## Exercise
From the records below, output exactly the lines running from the line containing "Target: multi-story apartment building" through the line containing "Task: tag every instance of the electric", and no others.

== Dataset records

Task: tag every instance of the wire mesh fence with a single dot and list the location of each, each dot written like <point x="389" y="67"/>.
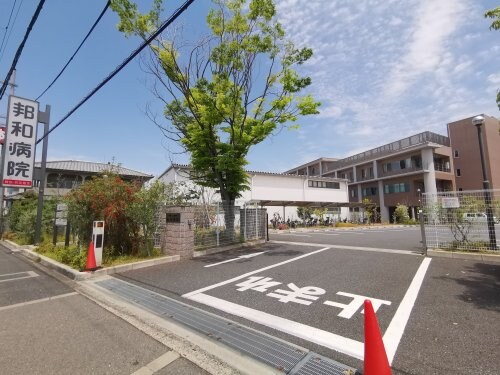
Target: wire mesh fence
<point x="462" y="220"/>
<point x="222" y="224"/>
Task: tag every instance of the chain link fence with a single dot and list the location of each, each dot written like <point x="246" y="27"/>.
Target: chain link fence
<point x="222" y="224"/>
<point x="462" y="220"/>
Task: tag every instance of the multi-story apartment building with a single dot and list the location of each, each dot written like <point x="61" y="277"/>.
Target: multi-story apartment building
<point x="399" y="172"/>
<point x="466" y="158"/>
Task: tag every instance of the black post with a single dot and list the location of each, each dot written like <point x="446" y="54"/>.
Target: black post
<point x="68" y="230"/>
<point x="44" y="118"/>
<point x="267" y="226"/>
<point x="422" y="232"/>
<point x="478" y="121"/>
<point x="54" y="228"/>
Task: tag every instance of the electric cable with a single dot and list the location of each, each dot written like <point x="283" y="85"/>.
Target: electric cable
<point x="11" y="28"/>
<point x="20" y="48"/>
<point x="158" y="31"/>
<point x="8" y="23"/>
<point x="81" y="44"/>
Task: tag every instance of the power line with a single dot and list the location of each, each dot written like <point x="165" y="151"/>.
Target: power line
<point x="81" y="44"/>
<point x="11" y="28"/>
<point x="20" y="48"/>
<point x="162" y="27"/>
<point x="8" y="23"/>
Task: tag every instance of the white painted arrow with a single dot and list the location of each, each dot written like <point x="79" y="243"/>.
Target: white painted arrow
<point x="240" y="257"/>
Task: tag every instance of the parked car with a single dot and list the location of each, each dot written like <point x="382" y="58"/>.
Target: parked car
<point x="478" y="217"/>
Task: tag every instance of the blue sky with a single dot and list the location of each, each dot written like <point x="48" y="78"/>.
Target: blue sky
<point x="383" y="70"/>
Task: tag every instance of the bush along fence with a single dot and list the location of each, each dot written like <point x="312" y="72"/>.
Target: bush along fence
<point x="462" y="220"/>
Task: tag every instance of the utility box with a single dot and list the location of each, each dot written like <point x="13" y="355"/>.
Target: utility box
<point x="98" y="240"/>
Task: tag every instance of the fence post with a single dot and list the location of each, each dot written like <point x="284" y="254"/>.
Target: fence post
<point x="422" y="232"/>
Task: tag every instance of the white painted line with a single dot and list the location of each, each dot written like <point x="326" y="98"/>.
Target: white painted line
<point x="188" y="295"/>
<point x="345" y="247"/>
<point x="327" y="339"/>
<point x="29" y="274"/>
<point x="247" y="256"/>
<point x="398" y="323"/>
<point x="37" y="301"/>
<point x="158" y="363"/>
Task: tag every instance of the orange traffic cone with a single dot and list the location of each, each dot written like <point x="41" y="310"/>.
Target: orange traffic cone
<point x="376" y="362"/>
<point x="91" y="265"/>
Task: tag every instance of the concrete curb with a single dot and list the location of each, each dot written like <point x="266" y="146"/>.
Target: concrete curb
<point x="201" y="253"/>
<point x="461" y="255"/>
<point x="73" y="274"/>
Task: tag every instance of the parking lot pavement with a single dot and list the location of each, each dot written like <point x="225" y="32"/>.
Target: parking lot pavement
<point x="385" y="238"/>
<point x="310" y="295"/>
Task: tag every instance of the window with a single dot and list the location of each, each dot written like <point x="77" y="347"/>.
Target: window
<point x="369" y="191"/>
<point x="324" y="184"/>
<point x="402" y="187"/>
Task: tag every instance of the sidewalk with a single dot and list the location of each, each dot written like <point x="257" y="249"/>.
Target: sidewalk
<point x="83" y="331"/>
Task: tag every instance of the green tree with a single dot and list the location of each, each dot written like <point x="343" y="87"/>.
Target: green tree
<point x="229" y="92"/>
<point x="105" y="198"/>
<point x="304" y="213"/>
<point x="22" y="216"/>
<point x="144" y="209"/>
<point x="401" y="215"/>
<point x="495" y="25"/>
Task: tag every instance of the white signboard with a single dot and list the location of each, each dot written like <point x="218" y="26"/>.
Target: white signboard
<point x="450" y="202"/>
<point x="22" y="121"/>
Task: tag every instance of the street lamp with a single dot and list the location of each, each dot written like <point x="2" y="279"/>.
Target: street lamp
<point x="478" y="121"/>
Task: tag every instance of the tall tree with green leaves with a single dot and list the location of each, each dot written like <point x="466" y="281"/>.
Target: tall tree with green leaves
<point x="227" y="92"/>
<point x="495" y="25"/>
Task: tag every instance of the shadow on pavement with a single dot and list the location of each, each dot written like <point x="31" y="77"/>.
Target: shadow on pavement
<point x="482" y="285"/>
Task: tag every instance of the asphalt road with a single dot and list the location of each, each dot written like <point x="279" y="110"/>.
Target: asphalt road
<point x="449" y="328"/>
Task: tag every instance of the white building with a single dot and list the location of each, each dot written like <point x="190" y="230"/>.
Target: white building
<point x="278" y="193"/>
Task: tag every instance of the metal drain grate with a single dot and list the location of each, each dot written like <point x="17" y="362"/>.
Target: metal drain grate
<point x="262" y="347"/>
<point x="315" y="364"/>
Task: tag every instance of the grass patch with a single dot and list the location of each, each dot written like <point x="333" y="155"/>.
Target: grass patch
<point x="76" y="259"/>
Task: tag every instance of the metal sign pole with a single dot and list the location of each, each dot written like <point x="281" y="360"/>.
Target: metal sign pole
<point x="44" y="118"/>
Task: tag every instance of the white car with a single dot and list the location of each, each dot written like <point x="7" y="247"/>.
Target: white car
<point x="478" y="217"/>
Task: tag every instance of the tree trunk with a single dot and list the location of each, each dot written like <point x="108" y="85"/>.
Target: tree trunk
<point x="228" y="208"/>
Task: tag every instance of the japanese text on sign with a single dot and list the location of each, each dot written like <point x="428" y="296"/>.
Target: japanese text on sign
<point x="22" y="120"/>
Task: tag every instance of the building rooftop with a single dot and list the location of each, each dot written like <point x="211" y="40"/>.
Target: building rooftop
<point x="91" y="167"/>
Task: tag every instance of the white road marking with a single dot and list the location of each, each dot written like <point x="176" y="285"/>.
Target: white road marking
<point x="345" y="247"/>
<point x="397" y="326"/>
<point x="37" y="301"/>
<point x="158" y="363"/>
<point x="330" y="340"/>
<point x="27" y="275"/>
<point x="327" y="339"/>
<point x="187" y="295"/>
<point x="247" y="256"/>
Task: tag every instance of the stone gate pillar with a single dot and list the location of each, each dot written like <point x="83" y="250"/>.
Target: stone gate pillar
<point x="178" y="238"/>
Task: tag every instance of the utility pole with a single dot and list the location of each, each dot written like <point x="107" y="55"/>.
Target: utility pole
<point x="12" y="86"/>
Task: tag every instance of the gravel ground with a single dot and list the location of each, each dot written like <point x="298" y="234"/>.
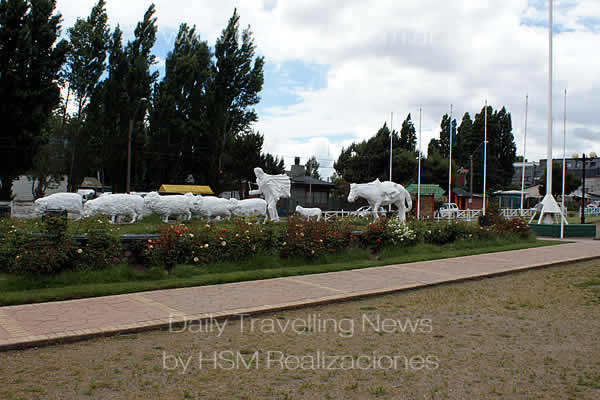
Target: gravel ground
<point x="527" y="335"/>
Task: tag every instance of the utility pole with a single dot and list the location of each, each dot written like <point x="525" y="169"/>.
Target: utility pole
<point x="419" y="177"/>
<point x="450" y="160"/>
<point x="524" y="154"/>
<point x="484" y="156"/>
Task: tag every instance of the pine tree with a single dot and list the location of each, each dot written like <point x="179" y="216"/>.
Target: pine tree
<point x="89" y="41"/>
<point x="408" y="135"/>
<point x="237" y="82"/>
<point x="31" y="58"/>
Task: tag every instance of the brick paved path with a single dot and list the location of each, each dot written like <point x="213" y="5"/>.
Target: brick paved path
<point x="44" y="323"/>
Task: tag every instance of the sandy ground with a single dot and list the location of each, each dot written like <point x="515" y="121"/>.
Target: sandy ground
<point x="528" y="335"/>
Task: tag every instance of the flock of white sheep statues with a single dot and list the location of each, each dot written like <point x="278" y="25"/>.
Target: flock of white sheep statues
<point x="135" y="207"/>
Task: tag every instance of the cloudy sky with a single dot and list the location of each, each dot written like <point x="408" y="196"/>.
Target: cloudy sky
<point x="336" y="69"/>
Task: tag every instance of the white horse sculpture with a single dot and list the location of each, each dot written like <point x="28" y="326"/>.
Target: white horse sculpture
<point x="380" y="194"/>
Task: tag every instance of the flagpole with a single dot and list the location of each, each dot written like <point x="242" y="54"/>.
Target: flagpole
<point x="450" y="161"/>
<point x="391" y="137"/>
<point x="484" y="156"/>
<point x="391" y="140"/>
<point x="524" y="154"/>
<point x="419" y="174"/>
<point x="562" y="211"/>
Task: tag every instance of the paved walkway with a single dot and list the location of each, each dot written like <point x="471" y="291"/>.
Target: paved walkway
<point x="39" y="324"/>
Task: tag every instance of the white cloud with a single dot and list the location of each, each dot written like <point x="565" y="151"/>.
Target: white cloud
<point x="389" y="56"/>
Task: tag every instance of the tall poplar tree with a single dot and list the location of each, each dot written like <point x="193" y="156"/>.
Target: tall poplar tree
<point x="31" y="58"/>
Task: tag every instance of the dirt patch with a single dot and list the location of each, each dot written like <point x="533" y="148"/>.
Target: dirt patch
<point x="527" y="335"/>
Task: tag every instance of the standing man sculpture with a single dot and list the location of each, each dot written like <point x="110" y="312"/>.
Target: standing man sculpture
<point x="273" y="188"/>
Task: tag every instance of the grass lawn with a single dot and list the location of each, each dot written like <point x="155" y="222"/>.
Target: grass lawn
<point x="588" y="220"/>
<point x="527" y="335"/>
<point x="125" y="279"/>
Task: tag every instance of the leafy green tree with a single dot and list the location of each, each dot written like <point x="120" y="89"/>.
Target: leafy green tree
<point x="89" y="41"/>
<point x="114" y="105"/>
<point x="408" y="135"/>
<point x="572" y="182"/>
<point x="464" y="141"/>
<point x="434" y="169"/>
<point x="31" y="58"/>
<point x="272" y="165"/>
<point x="445" y="136"/>
<point x="433" y="146"/>
<point x="237" y="82"/>
<point x="368" y="160"/>
<point x="49" y="164"/>
<point x="312" y="168"/>
<point x="501" y="148"/>
<point x="179" y="116"/>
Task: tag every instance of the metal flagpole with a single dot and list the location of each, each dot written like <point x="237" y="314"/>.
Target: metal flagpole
<point x="484" y="156"/>
<point x="524" y="154"/>
<point x="391" y="137"/>
<point x="549" y="148"/>
<point x="450" y="161"/>
<point x="419" y="174"/>
<point x="562" y="211"/>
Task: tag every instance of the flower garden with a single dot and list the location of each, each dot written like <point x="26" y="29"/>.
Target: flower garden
<point x="52" y="256"/>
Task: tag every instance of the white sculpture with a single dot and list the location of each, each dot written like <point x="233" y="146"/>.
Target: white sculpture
<point x="380" y="194"/>
<point x="165" y="206"/>
<point x="309" y="212"/>
<point x="210" y="207"/>
<point x="273" y="188"/>
<point x="71" y="202"/>
<point x="117" y="205"/>
<point x="249" y="207"/>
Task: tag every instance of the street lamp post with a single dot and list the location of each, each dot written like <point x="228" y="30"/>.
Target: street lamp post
<point x="131" y="121"/>
<point x="471" y="173"/>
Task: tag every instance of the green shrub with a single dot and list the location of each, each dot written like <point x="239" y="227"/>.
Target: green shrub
<point x="50" y="251"/>
<point x="101" y="248"/>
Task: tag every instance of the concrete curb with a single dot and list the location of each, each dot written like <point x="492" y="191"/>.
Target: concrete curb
<point x="178" y="321"/>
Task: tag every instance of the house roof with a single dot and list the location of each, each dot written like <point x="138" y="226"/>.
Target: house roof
<point x="309" y="180"/>
<point x="197" y="189"/>
<point x="427" y="189"/>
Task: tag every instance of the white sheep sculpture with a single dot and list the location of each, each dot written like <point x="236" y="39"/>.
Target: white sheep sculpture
<point x="309" y="212"/>
<point x="117" y="205"/>
<point x="249" y="207"/>
<point x="165" y="206"/>
<point x="71" y="202"/>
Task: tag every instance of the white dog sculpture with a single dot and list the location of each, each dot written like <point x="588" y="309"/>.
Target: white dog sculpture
<point x="165" y="206"/>
<point x="273" y="187"/>
<point x="309" y="212"/>
<point x="117" y="205"/>
<point x="71" y="202"/>
<point x="380" y="194"/>
<point x="249" y="207"/>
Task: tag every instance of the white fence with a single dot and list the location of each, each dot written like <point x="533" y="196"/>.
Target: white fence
<point x="591" y="211"/>
<point x="329" y="214"/>
<point x="470" y="215"/>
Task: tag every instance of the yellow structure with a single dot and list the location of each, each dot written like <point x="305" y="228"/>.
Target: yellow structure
<point x="196" y="189"/>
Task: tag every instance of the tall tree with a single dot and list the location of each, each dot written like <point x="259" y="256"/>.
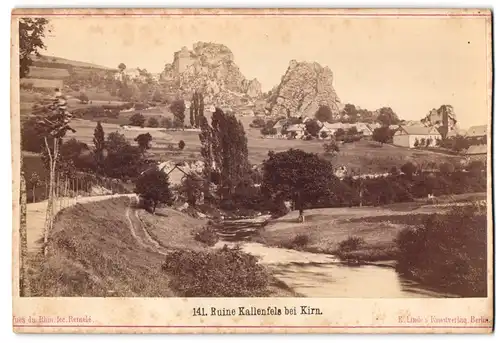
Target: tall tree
<point x="177" y="108"/>
<point x="53" y="126"/>
<point x="31" y="35"/>
<point x="144" y="141"/>
<point x="193" y="110"/>
<point x="201" y="110"/>
<point x="206" y="140"/>
<point x="296" y="176"/>
<point x="99" y="146"/>
<point x="230" y="151"/>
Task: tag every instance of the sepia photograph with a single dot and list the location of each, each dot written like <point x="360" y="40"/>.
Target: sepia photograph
<point x="252" y="154"/>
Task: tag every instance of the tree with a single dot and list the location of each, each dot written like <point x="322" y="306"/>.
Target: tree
<point x="167" y="123"/>
<point x="408" y="169"/>
<point x="53" y="126"/>
<point x="31" y="36"/>
<point x="382" y="134"/>
<point x="350" y="110"/>
<point x="230" y="151"/>
<point x="352" y="131"/>
<point x="137" y="120"/>
<point x="34" y="181"/>
<point x="331" y="148"/>
<point x="144" y="141"/>
<point x="446" y="168"/>
<point x="153" y="122"/>
<point x="339" y="134"/>
<point x="191" y="187"/>
<point x="154" y="187"/>
<point x="298" y="176"/>
<point x="312" y="128"/>
<point x="84" y="99"/>
<point x="99" y="147"/>
<point x="177" y="108"/>
<point x="387" y="116"/>
<point x="324" y="114"/>
<point x="123" y="160"/>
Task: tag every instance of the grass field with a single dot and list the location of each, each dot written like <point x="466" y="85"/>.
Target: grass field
<point x="326" y="228"/>
<point x="366" y="156"/>
<point x="48" y="73"/>
<point x="93" y="252"/>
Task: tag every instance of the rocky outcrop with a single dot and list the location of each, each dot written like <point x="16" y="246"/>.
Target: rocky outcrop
<point x="210" y="68"/>
<point x="304" y="87"/>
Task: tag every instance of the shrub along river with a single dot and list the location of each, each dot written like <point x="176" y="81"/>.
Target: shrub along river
<point x="322" y="275"/>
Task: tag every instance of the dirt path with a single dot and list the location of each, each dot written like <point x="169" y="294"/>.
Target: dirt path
<point x="36" y="215"/>
<point x="138" y="230"/>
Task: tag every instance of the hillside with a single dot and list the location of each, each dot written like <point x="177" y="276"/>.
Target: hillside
<point x="64" y="63"/>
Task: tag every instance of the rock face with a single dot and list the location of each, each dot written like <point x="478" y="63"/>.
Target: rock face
<point x="210" y="68"/>
<point x="304" y="87"/>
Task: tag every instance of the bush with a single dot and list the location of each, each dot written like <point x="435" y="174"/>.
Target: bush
<point x="224" y="272"/>
<point x="448" y="251"/>
<point x="206" y="235"/>
<point x="351" y="243"/>
<point x="300" y="241"/>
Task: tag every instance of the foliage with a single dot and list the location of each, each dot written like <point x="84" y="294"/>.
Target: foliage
<point x="258" y="123"/>
<point x="382" y="134"/>
<point x="224" y="272"/>
<point x="387" y="116"/>
<point x="324" y="114"/>
<point x="144" y="141"/>
<point x="137" y="120"/>
<point x="230" y="151"/>
<point x="153" y="122"/>
<point x="351" y="243"/>
<point x="206" y="235"/>
<point x="448" y="251"/>
<point x="167" y="123"/>
<point x="123" y="160"/>
<point x="408" y="169"/>
<point x="177" y="108"/>
<point x="84" y="99"/>
<point x="154" y="187"/>
<point x="31" y="36"/>
<point x="297" y="176"/>
<point x="331" y="147"/>
<point x="312" y="128"/>
<point x="99" y="146"/>
<point x="181" y="145"/>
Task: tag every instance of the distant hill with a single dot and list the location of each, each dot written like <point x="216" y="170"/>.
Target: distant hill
<point x="64" y="63"/>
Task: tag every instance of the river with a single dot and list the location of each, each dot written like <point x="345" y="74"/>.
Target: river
<point x="322" y="275"/>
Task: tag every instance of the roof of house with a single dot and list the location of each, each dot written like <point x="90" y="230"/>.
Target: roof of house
<point x="480" y="130"/>
<point x="280" y="123"/>
<point x="296" y="127"/>
<point x="477" y="150"/>
<point x="418" y="130"/>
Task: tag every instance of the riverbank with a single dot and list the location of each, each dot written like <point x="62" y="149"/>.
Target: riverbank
<point x="355" y="234"/>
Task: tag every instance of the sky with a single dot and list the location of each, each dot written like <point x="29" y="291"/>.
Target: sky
<point x="412" y="64"/>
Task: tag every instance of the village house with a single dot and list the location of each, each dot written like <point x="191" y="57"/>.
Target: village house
<point x="477" y="131"/>
<point x="476" y="153"/>
<point x="297" y="131"/>
<point x="406" y="136"/>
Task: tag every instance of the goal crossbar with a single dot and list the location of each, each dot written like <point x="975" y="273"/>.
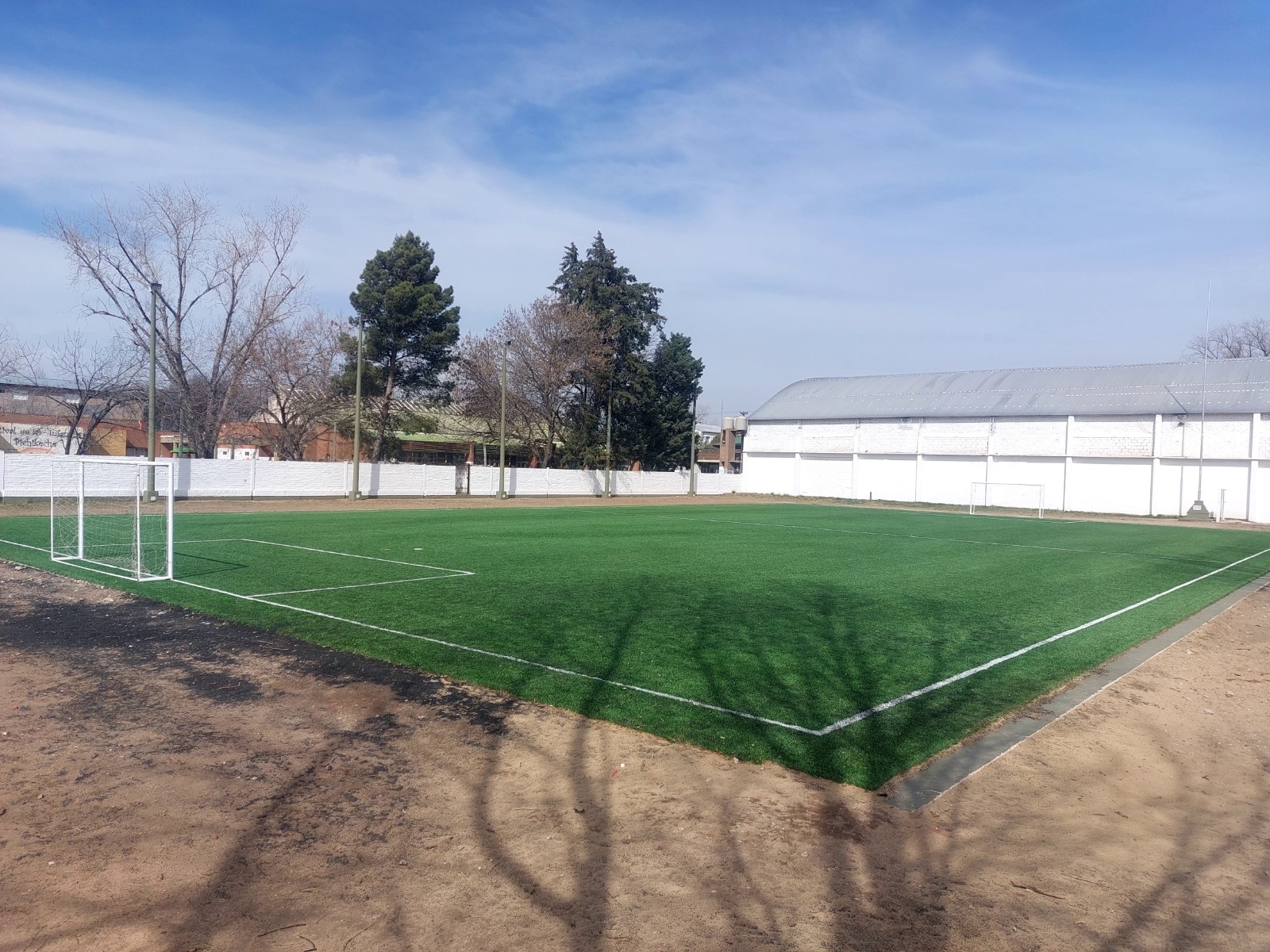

====

## Result of this exercise
Target: multi-story apartment building
<point x="399" y="172"/>
<point x="466" y="158"/>
Task: tag every instance of the black post with a single dot and list the location of each, each dot written like <point x="446" y="54"/>.
Target: black post
<point x="68" y="230"/>
<point x="44" y="118"/>
<point x="267" y="226"/>
<point x="422" y="232"/>
<point x="478" y="121"/>
<point x="54" y="228"/>
Task: tag every instance of the electric cable with a single dot and list the location of each, each dot written like <point x="283" y="85"/>.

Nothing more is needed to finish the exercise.